◆ **Records for processing**:
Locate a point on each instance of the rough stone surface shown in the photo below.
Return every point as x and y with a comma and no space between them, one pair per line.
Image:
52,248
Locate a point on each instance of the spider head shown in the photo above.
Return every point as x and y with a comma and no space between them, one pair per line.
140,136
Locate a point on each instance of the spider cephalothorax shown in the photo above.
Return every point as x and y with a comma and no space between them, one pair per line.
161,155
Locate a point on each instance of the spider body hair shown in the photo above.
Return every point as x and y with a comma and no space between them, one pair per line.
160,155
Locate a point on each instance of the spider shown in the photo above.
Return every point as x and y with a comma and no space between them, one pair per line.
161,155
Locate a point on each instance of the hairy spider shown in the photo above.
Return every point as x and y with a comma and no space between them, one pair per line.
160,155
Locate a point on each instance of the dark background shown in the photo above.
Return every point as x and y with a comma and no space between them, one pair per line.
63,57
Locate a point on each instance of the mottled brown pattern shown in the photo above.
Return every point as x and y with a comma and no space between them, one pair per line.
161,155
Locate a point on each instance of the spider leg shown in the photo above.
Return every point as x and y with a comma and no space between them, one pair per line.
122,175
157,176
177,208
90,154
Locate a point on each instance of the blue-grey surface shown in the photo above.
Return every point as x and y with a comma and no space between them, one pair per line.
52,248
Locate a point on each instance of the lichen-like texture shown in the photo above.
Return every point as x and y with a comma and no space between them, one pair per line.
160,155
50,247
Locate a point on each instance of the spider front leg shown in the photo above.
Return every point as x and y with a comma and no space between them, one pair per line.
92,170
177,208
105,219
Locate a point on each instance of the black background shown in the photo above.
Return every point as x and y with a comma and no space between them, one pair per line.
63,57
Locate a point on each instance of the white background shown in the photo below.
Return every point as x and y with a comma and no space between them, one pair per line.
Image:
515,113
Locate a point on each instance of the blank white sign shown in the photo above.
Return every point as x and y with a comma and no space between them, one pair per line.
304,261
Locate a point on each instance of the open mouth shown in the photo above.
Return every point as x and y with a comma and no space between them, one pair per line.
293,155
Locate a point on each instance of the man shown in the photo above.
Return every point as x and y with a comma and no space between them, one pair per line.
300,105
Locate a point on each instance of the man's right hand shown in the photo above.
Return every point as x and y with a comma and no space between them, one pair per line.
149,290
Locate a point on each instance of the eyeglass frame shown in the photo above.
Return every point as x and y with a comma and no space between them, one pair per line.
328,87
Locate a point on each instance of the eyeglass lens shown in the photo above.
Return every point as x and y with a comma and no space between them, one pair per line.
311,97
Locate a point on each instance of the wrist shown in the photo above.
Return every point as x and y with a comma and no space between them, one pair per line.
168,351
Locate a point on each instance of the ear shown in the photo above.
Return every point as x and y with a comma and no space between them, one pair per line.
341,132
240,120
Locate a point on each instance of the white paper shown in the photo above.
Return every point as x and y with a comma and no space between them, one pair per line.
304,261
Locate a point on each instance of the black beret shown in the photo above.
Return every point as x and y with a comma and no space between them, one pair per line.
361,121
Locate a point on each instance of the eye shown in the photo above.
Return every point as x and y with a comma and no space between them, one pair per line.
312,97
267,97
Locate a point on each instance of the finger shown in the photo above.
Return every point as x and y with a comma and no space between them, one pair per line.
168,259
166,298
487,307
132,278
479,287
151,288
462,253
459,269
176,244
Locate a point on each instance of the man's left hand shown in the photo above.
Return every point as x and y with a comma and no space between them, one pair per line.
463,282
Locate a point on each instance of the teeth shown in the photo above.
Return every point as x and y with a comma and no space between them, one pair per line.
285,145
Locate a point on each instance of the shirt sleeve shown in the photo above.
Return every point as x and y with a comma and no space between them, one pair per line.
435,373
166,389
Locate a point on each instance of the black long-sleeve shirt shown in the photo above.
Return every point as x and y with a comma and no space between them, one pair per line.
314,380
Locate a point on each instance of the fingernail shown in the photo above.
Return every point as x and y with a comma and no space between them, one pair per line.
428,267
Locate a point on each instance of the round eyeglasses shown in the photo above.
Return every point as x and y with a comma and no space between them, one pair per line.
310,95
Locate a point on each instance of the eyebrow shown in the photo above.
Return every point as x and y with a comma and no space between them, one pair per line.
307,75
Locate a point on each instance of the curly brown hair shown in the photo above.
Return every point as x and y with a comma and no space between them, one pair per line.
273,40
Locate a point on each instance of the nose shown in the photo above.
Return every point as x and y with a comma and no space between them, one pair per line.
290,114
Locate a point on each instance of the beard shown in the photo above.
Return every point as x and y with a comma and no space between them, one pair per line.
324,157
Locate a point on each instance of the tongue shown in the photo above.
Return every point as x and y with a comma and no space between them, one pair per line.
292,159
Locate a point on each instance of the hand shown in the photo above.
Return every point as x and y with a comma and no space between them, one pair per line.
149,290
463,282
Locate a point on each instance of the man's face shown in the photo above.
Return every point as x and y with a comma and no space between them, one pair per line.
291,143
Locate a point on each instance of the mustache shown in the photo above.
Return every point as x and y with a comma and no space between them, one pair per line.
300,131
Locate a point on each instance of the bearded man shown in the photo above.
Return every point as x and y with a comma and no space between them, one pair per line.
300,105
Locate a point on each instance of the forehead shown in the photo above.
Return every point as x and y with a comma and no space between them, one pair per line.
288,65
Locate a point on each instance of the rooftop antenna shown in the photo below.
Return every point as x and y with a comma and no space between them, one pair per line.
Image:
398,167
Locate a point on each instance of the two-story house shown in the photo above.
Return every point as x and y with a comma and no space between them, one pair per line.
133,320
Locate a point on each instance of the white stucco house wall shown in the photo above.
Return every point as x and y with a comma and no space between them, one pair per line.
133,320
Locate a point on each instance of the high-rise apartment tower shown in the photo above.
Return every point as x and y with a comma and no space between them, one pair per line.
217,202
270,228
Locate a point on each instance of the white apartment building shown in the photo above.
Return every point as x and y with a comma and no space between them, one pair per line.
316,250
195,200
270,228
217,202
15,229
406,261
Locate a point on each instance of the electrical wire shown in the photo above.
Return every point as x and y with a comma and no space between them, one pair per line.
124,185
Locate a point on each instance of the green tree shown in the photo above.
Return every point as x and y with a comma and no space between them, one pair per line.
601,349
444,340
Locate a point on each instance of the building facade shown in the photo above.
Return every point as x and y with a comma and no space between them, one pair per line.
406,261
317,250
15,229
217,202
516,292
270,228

◆ **Problem to solve**:
Please copy all of the records above word for word, from the first line through the last.

◆ **Finished exercise**:
Locate a point on each instance of the rough stone surface shown in the photo below.
Return every point as x and y with a comma and no space between them, one pair per line.
Image:
52,248
Locate a point on each instance of the spider head shown in the photo above.
Return every point as x and y with a comma and no space between them, one pair per line.
140,136
Locate a point on each instance of the spider cephalothorax shown in the photo above.
Return every point as x and y with a comma and no space between them, one pair per line.
161,155
Locate a point on each instance of the spider body hair shown in the photo above.
Return every point as x and y with a comma and no space between them, one pair per line.
160,155
Locate a point on each instance of the spider shown in the photo above.
Return every point as x and y with a comma and no space between them, one pair per line.
161,155
Locate a point on each instance of the hairy spider shown in the photo above.
Return every point as x and y with a comma and no space between them, one pair per line.
160,155
Locate a point on each instance of the dark background shown in the photo above.
Return every point as x and y with a comma and no space between them, one pair per line.
63,57
Locate a point on each instance of the mottled brown pattern shown in the photo above.
Return every point as x and y with a comma and no space between them, one pair per line.
161,155
Locate a point on each instance of the spider leg shown in the photo above.
Return every point as x and y with a comma and no space between them, one pair per line.
122,175
157,176
177,208
90,154
Locate a point on each instance of the blue-grey surface shown in the photo above.
Return every point as x and y with a comma and no space between them, one pair per line.
52,248
Locate a point on each instance of the lichen-like texture shown in the photo above.
Return every point as x and y with a comma and no space between them, one pair per line.
160,155
50,247
Locate a point on each instance of the spider front leg shown in the photo above.
Return every point as x and y with a comma and no space between them, one pair per line.
92,170
177,208
105,219
Locate a point on each instance of the black background shown in the photo above.
Return every point as x and y with a comma and no space between them, one pair per line.
63,57
Locate a point on each instance of the white background shown in the photo below.
Return every point as x and y with a comma and no space between them, one pair per line.
Image:
515,113
Locate a point on each instance of the blank white sign shown in the photo above.
Return every point as x and y with a comma and no space between them, one pair per line.
304,261
Locate a point on each instance of the open mouth shown in the photo above.
Return every point as x and y with a comma and no space between them, one pair per line.
293,155
Locate a point on each instance of the man shown in the photo above.
Return every point as x and y with a comma and no space between them, one pair per line.
300,105
Locate a point on each instance of the man's right hand shown in the photo above.
Return every point as x and y with a comma and no space between them, one pair per line.
149,290
Locate a point on each instance of the eyeglass frame shown in the photo above.
Return every point as x and y with a comma and no space between them, one pair per line.
328,87
Locate a point on each instance of the eyeglass lens shown in the photo above.
Return every point as x and y with a comma and no space between them, one pair per line.
311,97
Locate a point on each instance of the wrist shown in the photo above.
Return every point as x and y with a comma and no space between them, one pair per line.
168,351
Locate a point on each instance of the ear shown in the photo above.
Return every point as x and y with a comma and no space between them, one pair per line.
341,132
240,120
Locate a point on each instance of the white paper shown in the photo above.
Return every point as x and y with a comma and no space between them, one pair per line.
304,261
Locate a point on each instance of the black beret shown in the photo above.
Return every point as x and y with a comma and no space between them, one pair per line.
361,121
Locate a point on each instance of the eye shown in the photo above.
Return every point as x and y with a comma and no space between them, one pair per line.
312,97
267,97
Locate a point on each instance of the finger shown in the photo above.
Return every point as x and y with a comma and no space between them, one pair per line.
168,259
166,298
487,307
132,278
479,287
151,288
462,253
459,269
176,244
Locate a point on each instance of the man's left hand shown in the photo above.
Return every point as x and y with a comma and no space between them, one pair per line.
463,282
Locate a point on each instance of the teeth shown in the photo above.
Return every point as x and y with a comma and no space between them, one pair per line.
285,145
Locate a point on each instance of the shirt sleeve shown in the photo above.
Return every point as x and y with a comma and no space between them, one pair per line.
435,373
166,389
Locate a point on each instance of the black long-sleeve shirt shown in the photo above.
Return every point as x and y with a comma and no space between them, one pair per line.
314,380
Locate a point on each instance of the fingernail shown in the photo above.
Return every point as x and y with a comma and no space between them, one pair per line.
428,267
Locate a point on each instance of the round eyeglasses shown in the photo above.
Return every point as x and y with a comma and no space between them, one pair per line.
310,95
Locate a point on each instance of the eyebrow shown in the photo above.
Return every point as x and y with a comma and no space between them, one pair per line.
307,75
Locate a point on each instance of the curly brown hair shown in the photo above.
Return every point as x and y with a comma and no space between them, one pair per line.
273,40
Locate a point on each instance of the nose shown in the photo above.
Return every point as x and y with a comma and no space between them, one pair per line.
290,114
Locate a point on each instance of the beard shown in the photo above.
Return every point as x and y with a comma and no space between them, one pair per line.
324,157
Locate a point on each instance of the tongue shown in the photo above.
Return every point as x and y with a comma and no space between them, one pair per line.
292,159
Locate a point on each instance of the hand shown in the photo above.
Return every point as x and y with a comma and no space between them, one pair per line.
149,290
463,282
Locate a point on each instance of the man's face shown in the photo above.
Return every point as x and y with a comma and no space between them, one pair per line.
291,143
Locate a point on each instance of the mustache shown in the photo above.
Return every point as x and y with a comma and no space between them, one pair per line.
300,131
Locate a point on each instance of the bearded man shown in the photo above.
Return every point as x and y with a comma and no space between them, one pair per line.
300,105
Locate a point on each instance of the forehead shown in the photo above.
Return every point as x and y with a comma and no space between them, one pair per line.
288,65
Locate a point on each instance of the rooftop antenna shown in the photo below.
Return every point as x and y with a comma and no space between them, one pair per line.
Image:
398,167
Locate a point on each instance of the two-story house shown in the photo above.
Return every point as x and y with a comma and no space between them, one pair per line.
133,320
Locate a point on each instance of the white stucco house wall shown in the photo above.
Return every point as x and y with a comma and no space between them, one pair per line.
133,320
Locate a point on each instance of the high-rise apartment tower shown in the photo above.
Return every point as x and y with a comma and no space between them, one pair per line.
217,202
270,228
Locate a point on each instance of the white apartment building shown in the photo above.
Return every point as x and y with a comma and no space between them, one pair per line.
316,250
195,200
270,228
217,202
15,229
406,261
Locate a point on each instance of the electrical wire shown in the photo above.
Return every point as x and y with a comma and no space between them, one pair per line.
124,185
Locate a point on each instance of the green tree shown in the photo above.
Return every point as x and y with a comma and no space between them, one pair per line.
601,349
444,340
Locate a point on each instance of the building facade shown in the photo above.
Return every point as x and y with a comma and no space between them, one pair per line.
406,261
317,250
15,229
217,202
516,292
270,228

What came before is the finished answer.